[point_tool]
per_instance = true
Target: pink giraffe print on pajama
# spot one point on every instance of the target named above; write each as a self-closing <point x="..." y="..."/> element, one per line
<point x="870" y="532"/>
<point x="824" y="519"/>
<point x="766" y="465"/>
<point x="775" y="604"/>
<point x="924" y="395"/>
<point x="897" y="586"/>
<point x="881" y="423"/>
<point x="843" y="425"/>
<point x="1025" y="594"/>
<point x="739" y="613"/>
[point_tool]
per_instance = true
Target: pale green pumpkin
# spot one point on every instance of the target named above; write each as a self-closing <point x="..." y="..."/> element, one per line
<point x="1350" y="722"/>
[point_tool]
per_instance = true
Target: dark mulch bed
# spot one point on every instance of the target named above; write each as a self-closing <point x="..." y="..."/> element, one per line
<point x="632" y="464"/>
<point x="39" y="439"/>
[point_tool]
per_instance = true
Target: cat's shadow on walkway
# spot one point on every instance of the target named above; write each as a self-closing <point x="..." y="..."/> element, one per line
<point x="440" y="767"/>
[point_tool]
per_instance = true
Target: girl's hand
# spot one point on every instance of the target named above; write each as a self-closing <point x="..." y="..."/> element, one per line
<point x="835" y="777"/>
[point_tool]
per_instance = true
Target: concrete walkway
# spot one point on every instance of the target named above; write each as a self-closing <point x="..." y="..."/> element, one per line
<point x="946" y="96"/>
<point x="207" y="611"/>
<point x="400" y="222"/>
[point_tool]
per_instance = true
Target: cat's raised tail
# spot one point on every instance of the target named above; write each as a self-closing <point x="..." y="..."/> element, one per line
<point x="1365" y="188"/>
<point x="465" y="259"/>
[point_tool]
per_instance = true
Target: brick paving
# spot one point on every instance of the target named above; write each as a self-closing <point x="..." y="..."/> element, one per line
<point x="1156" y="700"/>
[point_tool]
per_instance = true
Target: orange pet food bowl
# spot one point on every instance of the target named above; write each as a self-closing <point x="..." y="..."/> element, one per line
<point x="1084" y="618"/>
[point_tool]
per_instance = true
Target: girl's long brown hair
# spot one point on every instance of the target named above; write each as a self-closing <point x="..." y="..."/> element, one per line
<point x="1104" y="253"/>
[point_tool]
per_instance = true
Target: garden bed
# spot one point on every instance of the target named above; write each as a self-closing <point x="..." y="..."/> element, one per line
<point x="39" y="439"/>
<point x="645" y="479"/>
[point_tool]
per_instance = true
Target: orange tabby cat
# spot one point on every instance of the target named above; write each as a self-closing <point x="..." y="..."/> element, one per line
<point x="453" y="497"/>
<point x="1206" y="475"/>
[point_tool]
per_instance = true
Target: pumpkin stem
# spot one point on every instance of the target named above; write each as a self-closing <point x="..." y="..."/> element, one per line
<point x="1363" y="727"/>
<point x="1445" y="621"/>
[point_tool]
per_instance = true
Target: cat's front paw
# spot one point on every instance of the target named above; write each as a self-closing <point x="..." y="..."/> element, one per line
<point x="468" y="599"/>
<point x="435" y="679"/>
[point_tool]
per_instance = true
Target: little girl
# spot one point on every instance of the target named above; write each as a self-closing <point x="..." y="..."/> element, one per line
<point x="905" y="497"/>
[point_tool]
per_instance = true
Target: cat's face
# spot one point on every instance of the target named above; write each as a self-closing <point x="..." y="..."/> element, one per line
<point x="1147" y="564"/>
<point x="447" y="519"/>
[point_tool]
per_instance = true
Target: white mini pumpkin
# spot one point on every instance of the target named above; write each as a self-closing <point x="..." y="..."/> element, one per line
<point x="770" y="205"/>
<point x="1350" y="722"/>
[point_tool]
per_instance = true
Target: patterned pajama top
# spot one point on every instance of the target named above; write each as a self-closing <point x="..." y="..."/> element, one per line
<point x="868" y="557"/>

# # # #

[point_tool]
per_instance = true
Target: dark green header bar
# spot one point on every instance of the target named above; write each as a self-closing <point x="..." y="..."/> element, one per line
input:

# # # #

▶ [TASK BRIEF] One number is the expected answer: the count of lines above that hold the word "pajama".

▶ [PROBLEM SOLUTION] 2